- _Data listing_:
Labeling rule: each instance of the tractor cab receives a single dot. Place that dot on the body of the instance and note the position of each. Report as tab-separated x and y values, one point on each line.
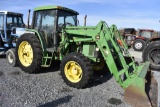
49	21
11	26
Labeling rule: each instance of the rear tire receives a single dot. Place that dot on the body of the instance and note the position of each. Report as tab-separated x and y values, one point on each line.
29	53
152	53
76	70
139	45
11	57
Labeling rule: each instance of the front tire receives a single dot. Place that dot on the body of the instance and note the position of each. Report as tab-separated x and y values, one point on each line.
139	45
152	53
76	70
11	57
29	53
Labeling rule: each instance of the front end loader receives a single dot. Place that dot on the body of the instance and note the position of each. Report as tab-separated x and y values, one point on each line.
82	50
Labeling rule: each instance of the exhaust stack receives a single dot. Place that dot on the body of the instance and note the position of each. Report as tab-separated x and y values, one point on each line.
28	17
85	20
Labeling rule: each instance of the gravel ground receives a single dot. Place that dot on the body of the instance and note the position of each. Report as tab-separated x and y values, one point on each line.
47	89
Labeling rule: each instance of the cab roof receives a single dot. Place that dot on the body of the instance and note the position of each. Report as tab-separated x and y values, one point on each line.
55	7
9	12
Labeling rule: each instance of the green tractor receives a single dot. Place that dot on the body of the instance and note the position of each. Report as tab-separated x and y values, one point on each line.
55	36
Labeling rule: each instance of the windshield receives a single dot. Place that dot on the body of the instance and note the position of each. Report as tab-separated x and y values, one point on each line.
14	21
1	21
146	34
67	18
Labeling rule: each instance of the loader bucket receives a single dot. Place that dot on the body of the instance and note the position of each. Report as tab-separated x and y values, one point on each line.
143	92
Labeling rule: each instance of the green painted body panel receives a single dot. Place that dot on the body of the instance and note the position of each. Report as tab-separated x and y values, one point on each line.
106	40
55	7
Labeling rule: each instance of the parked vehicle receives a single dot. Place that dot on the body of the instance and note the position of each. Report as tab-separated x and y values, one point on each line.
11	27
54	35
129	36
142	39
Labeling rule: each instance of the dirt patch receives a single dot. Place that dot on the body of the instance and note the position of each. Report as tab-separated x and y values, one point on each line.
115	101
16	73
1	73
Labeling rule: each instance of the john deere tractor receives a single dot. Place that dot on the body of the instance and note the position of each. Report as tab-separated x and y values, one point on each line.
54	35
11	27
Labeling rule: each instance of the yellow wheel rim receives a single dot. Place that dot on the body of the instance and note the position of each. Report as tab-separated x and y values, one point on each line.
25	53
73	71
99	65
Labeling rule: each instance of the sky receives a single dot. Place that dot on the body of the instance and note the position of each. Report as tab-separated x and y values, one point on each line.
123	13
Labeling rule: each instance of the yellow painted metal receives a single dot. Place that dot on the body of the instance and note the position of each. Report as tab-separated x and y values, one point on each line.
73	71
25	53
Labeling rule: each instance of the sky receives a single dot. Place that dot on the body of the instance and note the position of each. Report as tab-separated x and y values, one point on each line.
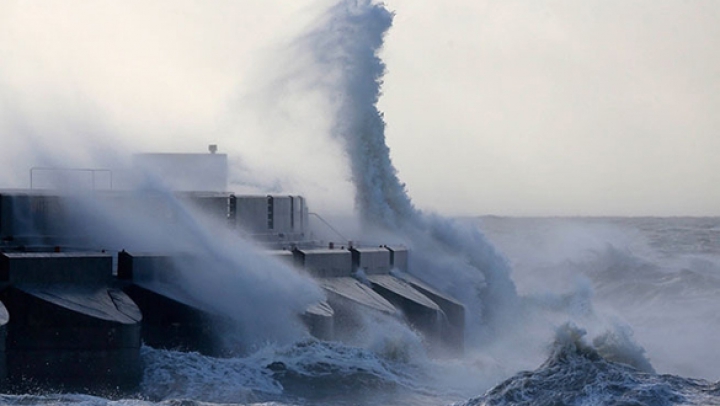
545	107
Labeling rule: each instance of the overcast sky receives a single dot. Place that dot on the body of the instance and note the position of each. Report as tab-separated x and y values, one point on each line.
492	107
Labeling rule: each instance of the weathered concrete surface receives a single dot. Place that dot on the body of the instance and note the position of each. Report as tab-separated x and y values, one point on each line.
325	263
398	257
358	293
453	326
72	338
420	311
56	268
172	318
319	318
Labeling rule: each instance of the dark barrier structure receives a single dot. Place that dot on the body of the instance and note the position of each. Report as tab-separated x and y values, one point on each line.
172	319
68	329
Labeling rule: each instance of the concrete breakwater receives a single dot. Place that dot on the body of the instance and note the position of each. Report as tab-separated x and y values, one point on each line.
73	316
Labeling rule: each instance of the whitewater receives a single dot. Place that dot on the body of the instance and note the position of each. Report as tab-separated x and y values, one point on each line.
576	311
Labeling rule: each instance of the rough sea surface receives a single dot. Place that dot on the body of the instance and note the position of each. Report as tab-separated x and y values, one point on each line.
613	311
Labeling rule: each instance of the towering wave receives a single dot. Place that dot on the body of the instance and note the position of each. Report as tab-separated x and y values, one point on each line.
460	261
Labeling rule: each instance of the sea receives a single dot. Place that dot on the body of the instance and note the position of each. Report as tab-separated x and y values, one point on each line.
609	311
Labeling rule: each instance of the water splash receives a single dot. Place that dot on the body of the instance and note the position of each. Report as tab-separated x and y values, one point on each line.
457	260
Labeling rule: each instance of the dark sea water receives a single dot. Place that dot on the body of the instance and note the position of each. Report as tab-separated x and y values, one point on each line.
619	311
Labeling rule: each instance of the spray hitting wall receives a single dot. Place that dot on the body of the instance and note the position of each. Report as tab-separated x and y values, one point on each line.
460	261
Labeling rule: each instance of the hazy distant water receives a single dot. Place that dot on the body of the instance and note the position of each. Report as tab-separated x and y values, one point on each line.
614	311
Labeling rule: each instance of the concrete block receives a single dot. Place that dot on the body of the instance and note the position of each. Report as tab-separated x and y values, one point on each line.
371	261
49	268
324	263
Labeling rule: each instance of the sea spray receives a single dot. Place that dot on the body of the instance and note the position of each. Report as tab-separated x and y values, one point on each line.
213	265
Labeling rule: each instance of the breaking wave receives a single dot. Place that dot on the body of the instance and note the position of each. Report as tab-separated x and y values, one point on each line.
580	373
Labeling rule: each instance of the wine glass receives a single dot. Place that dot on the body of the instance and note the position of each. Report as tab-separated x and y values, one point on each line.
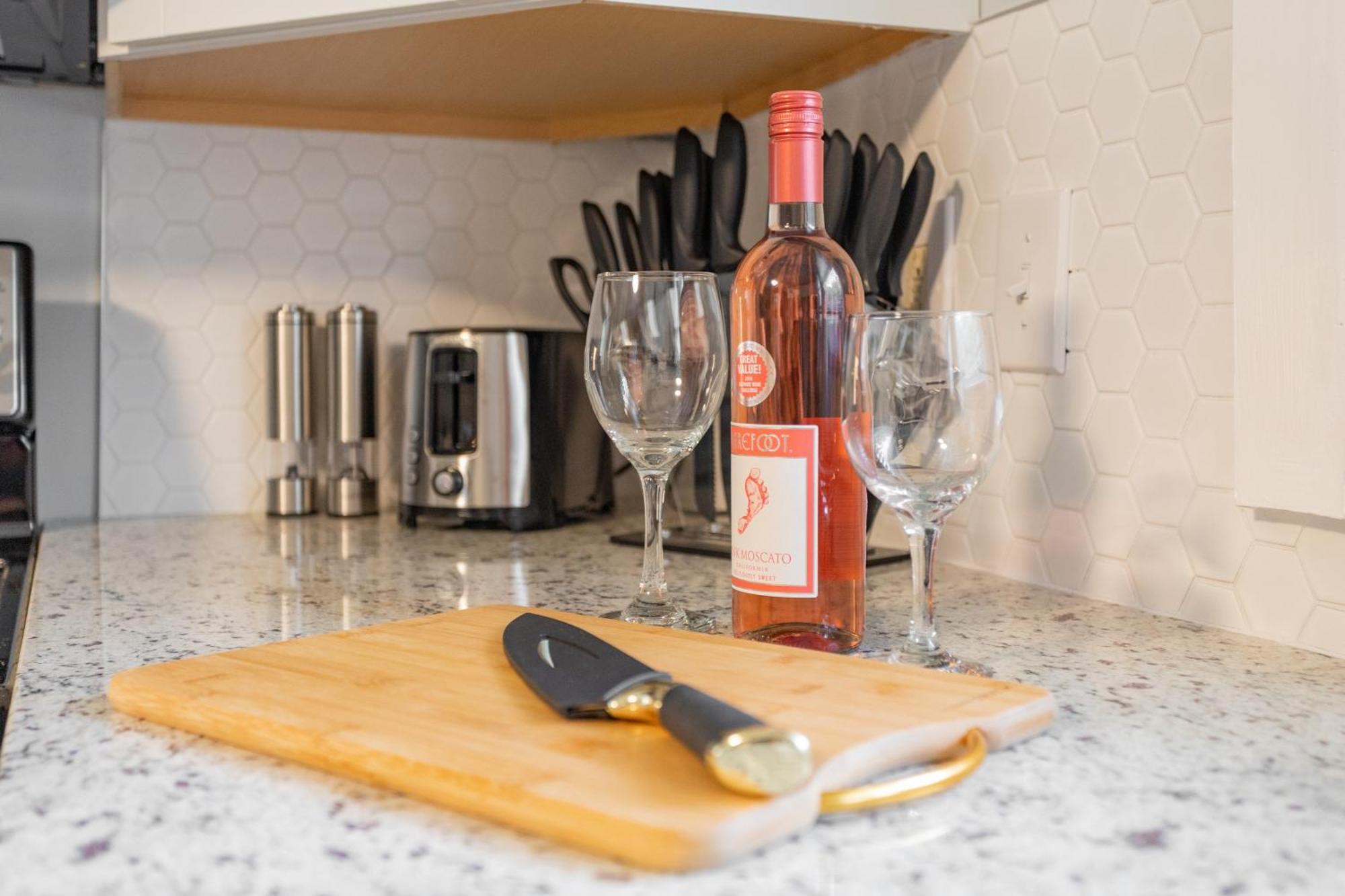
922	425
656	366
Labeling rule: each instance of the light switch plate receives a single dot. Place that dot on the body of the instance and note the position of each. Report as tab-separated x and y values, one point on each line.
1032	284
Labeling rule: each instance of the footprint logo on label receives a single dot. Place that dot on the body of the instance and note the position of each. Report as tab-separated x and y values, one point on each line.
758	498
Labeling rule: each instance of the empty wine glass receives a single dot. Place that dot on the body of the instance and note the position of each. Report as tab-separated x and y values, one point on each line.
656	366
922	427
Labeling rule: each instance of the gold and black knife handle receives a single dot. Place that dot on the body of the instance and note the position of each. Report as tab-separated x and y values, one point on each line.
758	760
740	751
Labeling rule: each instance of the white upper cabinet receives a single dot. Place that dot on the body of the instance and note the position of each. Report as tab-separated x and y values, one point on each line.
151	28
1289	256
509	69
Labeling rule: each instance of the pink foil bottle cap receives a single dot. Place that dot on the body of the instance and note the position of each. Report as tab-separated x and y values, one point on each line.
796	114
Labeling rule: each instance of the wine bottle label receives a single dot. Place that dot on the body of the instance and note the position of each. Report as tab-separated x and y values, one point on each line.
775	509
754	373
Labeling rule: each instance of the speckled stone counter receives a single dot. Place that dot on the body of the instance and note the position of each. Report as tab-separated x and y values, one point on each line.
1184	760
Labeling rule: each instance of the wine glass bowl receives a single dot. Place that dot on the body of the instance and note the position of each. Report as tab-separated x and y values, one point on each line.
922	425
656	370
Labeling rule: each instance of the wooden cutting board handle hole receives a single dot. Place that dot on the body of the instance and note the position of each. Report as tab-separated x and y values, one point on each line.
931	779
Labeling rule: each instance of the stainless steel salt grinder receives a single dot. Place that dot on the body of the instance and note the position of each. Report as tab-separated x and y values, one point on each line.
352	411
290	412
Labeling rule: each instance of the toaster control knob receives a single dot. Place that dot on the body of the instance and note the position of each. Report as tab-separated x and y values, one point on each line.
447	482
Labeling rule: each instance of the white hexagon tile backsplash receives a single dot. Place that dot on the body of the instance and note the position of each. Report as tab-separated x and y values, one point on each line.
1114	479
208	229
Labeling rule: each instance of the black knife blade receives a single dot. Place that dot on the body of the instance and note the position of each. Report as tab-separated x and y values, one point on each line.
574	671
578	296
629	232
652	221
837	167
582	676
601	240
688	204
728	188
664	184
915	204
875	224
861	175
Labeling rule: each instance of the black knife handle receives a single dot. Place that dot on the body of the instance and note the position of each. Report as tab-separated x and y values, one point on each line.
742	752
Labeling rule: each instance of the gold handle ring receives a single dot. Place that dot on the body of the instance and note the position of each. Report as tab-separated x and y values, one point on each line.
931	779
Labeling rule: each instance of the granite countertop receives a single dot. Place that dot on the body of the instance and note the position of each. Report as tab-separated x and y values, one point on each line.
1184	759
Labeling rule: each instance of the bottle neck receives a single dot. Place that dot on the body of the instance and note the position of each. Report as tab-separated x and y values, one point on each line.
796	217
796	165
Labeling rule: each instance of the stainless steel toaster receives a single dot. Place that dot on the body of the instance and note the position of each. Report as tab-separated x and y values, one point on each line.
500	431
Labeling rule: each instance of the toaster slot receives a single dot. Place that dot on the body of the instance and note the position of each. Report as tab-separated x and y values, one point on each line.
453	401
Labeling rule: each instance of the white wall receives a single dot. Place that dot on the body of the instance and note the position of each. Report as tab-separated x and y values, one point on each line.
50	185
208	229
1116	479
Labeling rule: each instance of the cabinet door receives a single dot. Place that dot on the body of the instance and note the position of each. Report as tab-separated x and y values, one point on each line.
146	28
...
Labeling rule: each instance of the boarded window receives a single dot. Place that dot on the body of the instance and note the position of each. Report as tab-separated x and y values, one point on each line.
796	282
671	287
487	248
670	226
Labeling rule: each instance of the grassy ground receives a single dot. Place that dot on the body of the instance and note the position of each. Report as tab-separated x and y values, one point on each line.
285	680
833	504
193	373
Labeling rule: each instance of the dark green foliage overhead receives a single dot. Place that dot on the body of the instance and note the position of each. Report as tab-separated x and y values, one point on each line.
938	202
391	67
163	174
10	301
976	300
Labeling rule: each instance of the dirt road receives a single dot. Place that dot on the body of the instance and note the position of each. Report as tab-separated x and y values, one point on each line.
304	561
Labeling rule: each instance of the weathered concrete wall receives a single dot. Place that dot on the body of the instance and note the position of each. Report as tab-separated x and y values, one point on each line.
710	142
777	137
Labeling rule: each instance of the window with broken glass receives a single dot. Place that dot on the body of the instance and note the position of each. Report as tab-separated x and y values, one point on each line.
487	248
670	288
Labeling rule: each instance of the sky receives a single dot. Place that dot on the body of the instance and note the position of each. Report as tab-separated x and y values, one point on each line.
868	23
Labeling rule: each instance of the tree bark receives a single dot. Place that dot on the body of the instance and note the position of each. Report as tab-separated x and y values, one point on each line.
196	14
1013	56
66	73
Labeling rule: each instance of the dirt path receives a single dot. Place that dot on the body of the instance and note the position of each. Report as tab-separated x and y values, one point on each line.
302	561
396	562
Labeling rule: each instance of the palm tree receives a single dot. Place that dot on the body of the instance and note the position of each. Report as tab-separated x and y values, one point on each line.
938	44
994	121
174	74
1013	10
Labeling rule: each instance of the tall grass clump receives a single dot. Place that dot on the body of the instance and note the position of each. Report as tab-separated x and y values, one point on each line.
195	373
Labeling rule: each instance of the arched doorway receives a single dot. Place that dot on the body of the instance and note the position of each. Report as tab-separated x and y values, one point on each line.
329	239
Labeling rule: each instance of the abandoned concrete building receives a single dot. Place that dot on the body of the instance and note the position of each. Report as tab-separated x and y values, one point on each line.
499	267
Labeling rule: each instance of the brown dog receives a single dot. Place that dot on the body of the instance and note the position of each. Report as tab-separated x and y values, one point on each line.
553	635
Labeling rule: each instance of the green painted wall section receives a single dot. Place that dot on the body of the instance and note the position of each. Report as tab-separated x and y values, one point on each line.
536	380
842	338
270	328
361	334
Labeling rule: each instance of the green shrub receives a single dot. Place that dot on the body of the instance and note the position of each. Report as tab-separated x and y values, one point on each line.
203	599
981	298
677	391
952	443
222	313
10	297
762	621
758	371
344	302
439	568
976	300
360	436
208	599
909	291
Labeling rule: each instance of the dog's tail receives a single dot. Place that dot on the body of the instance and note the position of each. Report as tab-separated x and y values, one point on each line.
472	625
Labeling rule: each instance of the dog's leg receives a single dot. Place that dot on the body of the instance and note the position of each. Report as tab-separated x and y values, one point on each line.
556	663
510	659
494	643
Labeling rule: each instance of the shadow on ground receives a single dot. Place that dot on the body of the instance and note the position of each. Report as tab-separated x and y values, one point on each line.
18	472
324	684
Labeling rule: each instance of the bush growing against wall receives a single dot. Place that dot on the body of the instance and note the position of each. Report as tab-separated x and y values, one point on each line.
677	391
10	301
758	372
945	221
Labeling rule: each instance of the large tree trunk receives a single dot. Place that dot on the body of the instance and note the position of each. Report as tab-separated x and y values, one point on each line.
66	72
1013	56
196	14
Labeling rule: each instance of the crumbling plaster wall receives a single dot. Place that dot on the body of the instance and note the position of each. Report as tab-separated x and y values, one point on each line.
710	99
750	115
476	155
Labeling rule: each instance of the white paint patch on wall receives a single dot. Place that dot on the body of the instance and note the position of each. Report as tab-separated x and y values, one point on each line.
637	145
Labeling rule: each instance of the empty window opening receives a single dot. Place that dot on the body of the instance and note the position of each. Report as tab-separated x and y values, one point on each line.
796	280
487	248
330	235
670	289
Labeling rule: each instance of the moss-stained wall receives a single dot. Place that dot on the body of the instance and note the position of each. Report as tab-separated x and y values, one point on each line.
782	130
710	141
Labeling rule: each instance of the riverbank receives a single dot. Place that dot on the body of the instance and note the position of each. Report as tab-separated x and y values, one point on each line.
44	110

- _Problem to solve_:
Please count how many lines in both blocks of items above contain the word "breaking", treating uppercase and lowercase as different. Reply with the number alone.

- _Written answer_:
1